== Goal ==
Return every line of the records below that contains the word "building", treating uppercase and lowercase letters as different.

══════════════════════════════

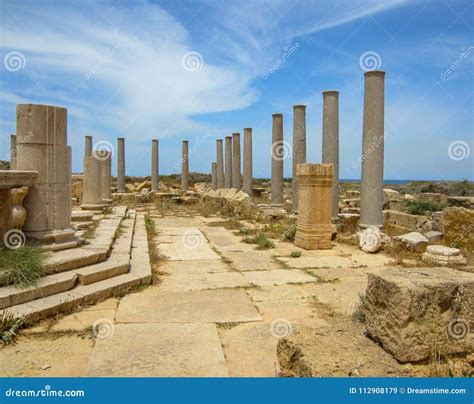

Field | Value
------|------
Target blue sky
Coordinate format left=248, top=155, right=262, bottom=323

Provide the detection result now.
left=0, top=0, right=474, bottom=180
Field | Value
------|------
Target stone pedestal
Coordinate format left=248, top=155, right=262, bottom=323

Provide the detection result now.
left=16, top=104, right=77, bottom=249
left=81, top=150, right=104, bottom=210
left=10, top=135, right=17, bottom=170
left=242, top=128, right=253, bottom=196
left=216, top=139, right=225, bottom=189
left=322, top=91, right=339, bottom=223
left=291, top=105, right=306, bottom=213
left=232, top=133, right=242, bottom=189
left=295, top=163, right=334, bottom=250
left=224, top=136, right=232, bottom=188
left=360, top=70, right=385, bottom=228
left=98, top=150, right=112, bottom=204
left=84, top=136, right=92, bottom=157
left=271, top=114, right=286, bottom=208
left=151, top=139, right=159, bottom=192
left=181, top=140, right=189, bottom=192
left=117, top=137, right=125, bottom=193
left=211, top=162, right=217, bottom=191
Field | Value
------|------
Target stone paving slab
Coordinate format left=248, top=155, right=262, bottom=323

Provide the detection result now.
left=219, top=322, right=279, bottom=377
left=159, top=260, right=231, bottom=274
left=160, top=272, right=250, bottom=292
left=243, top=269, right=315, bottom=286
left=88, top=323, right=228, bottom=377
left=221, top=250, right=284, bottom=271
left=276, top=256, right=351, bottom=268
left=115, top=287, right=262, bottom=323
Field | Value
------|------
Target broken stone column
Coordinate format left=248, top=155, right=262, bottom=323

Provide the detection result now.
left=232, top=133, right=241, bottom=189
left=181, top=140, right=189, bottom=191
left=291, top=105, right=306, bottom=213
left=151, top=139, right=159, bottom=191
left=216, top=139, right=225, bottom=189
left=360, top=70, right=385, bottom=228
left=10, top=135, right=17, bottom=170
left=271, top=114, right=285, bottom=208
left=211, top=162, right=217, bottom=191
left=117, top=137, right=125, bottom=193
left=322, top=91, right=339, bottom=222
left=224, top=136, right=232, bottom=188
left=295, top=163, right=334, bottom=250
left=84, top=136, right=92, bottom=157
left=16, top=104, right=77, bottom=249
left=97, top=150, right=112, bottom=204
left=81, top=150, right=103, bottom=210
left=243, top=128, right=253, bottom=196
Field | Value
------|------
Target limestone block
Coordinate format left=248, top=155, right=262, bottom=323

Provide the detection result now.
left=393, top=231, right=428, bottom=252
left=422, top=245, right=466, bottom=266
left=364, top=267, right=474, bottom=362
left=443, top=207, right=474, bottom=251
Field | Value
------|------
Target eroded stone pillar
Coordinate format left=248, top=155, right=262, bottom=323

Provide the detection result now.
left=211, top=162, right=217, bottom=191
left=151, top=139, right=159, bottom=191
left=10, top=135, right=17, bottom=170
left=360, top=70, right=385, bottom=228
left=84, top=136, right=92, bottom=157
left=295, top=163, right=334, bottom=250
left=243, top=128, right=253, bottom=196
left=232, top=133, right=241, bottom=189
left=216, top=139, right=225, bottom=189
left=117, top=137, right=125, bottom=192
left=181, top=140, right=189, bottom=191
left=224, top=136, right=232, bottom=188
left=16, top=104, right=77, bottom=249
left=291, top=105, right=306, bottom=213
left=271, top=114, right=285, bottom=208
left=99, top=150, right=112, bottom=204
left=322, top=91, right=339, bottom=222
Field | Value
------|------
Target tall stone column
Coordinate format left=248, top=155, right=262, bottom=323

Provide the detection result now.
left=16, top=104, right=77, bottom=249
left=322, top=91, right=339, bottom=222
left=181, top=140, right=189, bottom=191
left=360, top=70, right=385, bottom=228
left=295, top=163, right=334, bottom=250
left=291, top=105, right=306, bottom=213
left=211, top=162, right=217, bottom=191
left=117, top=137, right=125, bottom=192
left=243, top=128, right=253, bottom=196
left=216, top=139, right=225, bottom=189
left=81, top=150, right=103, bottom=210
left=151, top=139, right=159, bottom=191
left=84, top=136, right=92, bottom=157
left=224, top=136, right=232, bottom=188
left=10, top=135, right=17, bottom=170
left=232, top=133, right=242, bottom=189
left=99, top=150, right=112, bottom=204
left=271, top=114, right=285, bottom=208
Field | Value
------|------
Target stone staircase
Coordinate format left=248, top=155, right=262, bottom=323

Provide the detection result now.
left=0, top=207, right=152, bottom=321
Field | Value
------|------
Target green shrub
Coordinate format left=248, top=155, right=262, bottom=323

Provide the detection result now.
left=0, top=247, right=46, bottom=288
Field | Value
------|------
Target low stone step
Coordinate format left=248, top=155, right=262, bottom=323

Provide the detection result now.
left=74, top=258, right=130, bottom=285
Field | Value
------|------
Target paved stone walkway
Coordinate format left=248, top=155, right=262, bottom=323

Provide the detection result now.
left=0, top=210, right=388, bottom=376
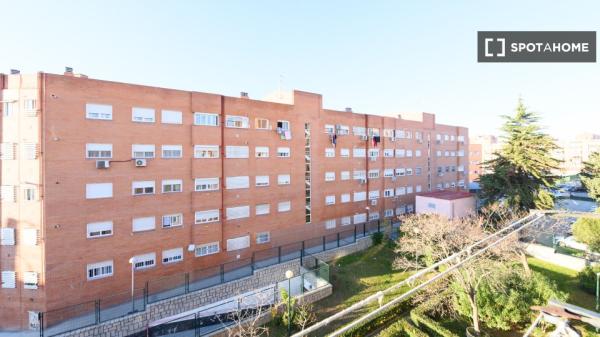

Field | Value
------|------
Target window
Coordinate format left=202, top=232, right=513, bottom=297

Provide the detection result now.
left=0, top=227, right=15, bottom=246
left=352, top=148, right=367, bottom=158
left=227, top=235, right=250, bottom=252
left=162, top=248, right=183, bottom=264
left=85, top=183, right=112, bottom=199
left=133, top=253, right=156, bottom=270
left=87, top=221, right=113, bottom=239
left=325, top=195, right=335, bottom=205
left=225, top=116, right=250, bottom=129
left=22, top=143, right=39, bottom=160
left=277, top=121, right=290, bottom=131
left=160, top=110, right=183, bottom=124
left=254, top=146, right=269, bottom=158
left=354, top=192, right=367, bottom=202
left=225, top=206, right=250, bottom=220
left=277, top=201, right=292, bottom=212
left=0, top=185, right=17, bottom=202
left=162, top=145, right=183, bottom=159
left=354, top=213, right=367, bottom=224
left=352, top=126, right=367, bottom=136
left=0, top=143, right=16, bottom=160
left=2, top=270, right=17, bottom=289
left=254, top=118, right=271, bottom=130
left=3, top=102, right=15, bottom=117
left=162, top=213, right=183, bottom=228
left=131, top=180, right=154, bottom=195
left=369, top=190, right=379, bottom=200
left=194, top=112, right=219, bottom=126
left=277, top=174, right=291, bottom=185
left=396, top=187, right=406, bottom=195
left=255, top=176, right=269, bottom=186
left=225, top=176, right=250, bottom=190
left=194, top=209, right=220, bottom=224
left=131, top=108, right=155, bottom=123
left=87, top=260, right=113, bottom=280
left=194, top=145, right=219, bottom=158
left=277, top=147, right=290, bottom=158
left=23, top=186, right=36, bottom=201
left=225, top=146, right=249, bottom=158
left=85, top=103, right=112, bottom=120
left=196, top=242, right=219, bottom=256
left=369, top=170, right=379, bottom=179
left=341, top=216, right=352, bottom=226
left=352, top=170, right=367, bottom=180
left=85, top=144, right=112, bottom=159
left=256, top=204, right=271, bottom=215
left=194, top=178, right=219, bottom=192
left=131, top=144, right=154, bottom=158
left=131, top=216, right=156, bottom=232
left=340, top=171, right=350, bottom=180
left=256, top=232, right=271, bottom=244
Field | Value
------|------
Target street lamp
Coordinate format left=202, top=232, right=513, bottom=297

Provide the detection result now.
left=129, top=257, right=135, bottom=312
left=596, top=272, right=600, bottom=311
left=285, top=270, right=294, bottom=337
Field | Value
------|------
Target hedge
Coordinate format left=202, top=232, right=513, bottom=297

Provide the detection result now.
left=378, top=319, right=428, bottom=337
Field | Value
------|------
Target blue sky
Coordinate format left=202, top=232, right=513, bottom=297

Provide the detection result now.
left=0, top=0, right=600, bottom=137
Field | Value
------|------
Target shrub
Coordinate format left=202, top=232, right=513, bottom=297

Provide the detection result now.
left=577, top=266, right=600, bottom=295
left=371, top=232, right=383, bottom=246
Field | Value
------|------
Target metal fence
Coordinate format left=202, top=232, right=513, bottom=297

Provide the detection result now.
left=39, top=220, right=383, bottom=337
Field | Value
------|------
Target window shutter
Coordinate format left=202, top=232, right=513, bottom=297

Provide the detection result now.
left=0, top=228, right=15, bottom=246
left=2, top=271, right=17, bottom=289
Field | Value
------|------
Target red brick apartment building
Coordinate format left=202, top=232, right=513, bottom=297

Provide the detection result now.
left=0, top=71, right=468, bottom=329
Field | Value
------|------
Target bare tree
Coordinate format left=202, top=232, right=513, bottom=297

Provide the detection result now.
left=395, top=213, right=517, bottom=332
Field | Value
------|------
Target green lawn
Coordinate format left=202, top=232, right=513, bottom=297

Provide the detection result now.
left=270, top=242, right=408, bottom=336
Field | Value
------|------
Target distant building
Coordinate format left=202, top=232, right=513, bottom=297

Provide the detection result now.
left=553, top=133, right=600, bottom=176
left=415, top=190, right=475, bottom=219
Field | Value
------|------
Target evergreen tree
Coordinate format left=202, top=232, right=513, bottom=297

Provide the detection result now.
left=581, top=152, right=600, bottom=203
left=480, top=99, right=559, bottom=210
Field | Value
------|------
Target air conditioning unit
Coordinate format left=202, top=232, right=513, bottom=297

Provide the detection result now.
left=96, top=160, right=110, bottom=169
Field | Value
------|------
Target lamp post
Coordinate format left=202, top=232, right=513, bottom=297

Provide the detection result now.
left=596, top=272, right=600, bottom=311
left=129, top=257, right=135, bottom=312
left=285, top=270, right=294, bottom=337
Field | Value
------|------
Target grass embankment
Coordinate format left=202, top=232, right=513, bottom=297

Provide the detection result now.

══════════════════════════════

== Result below ==
Target red brick apartment building
Target distant building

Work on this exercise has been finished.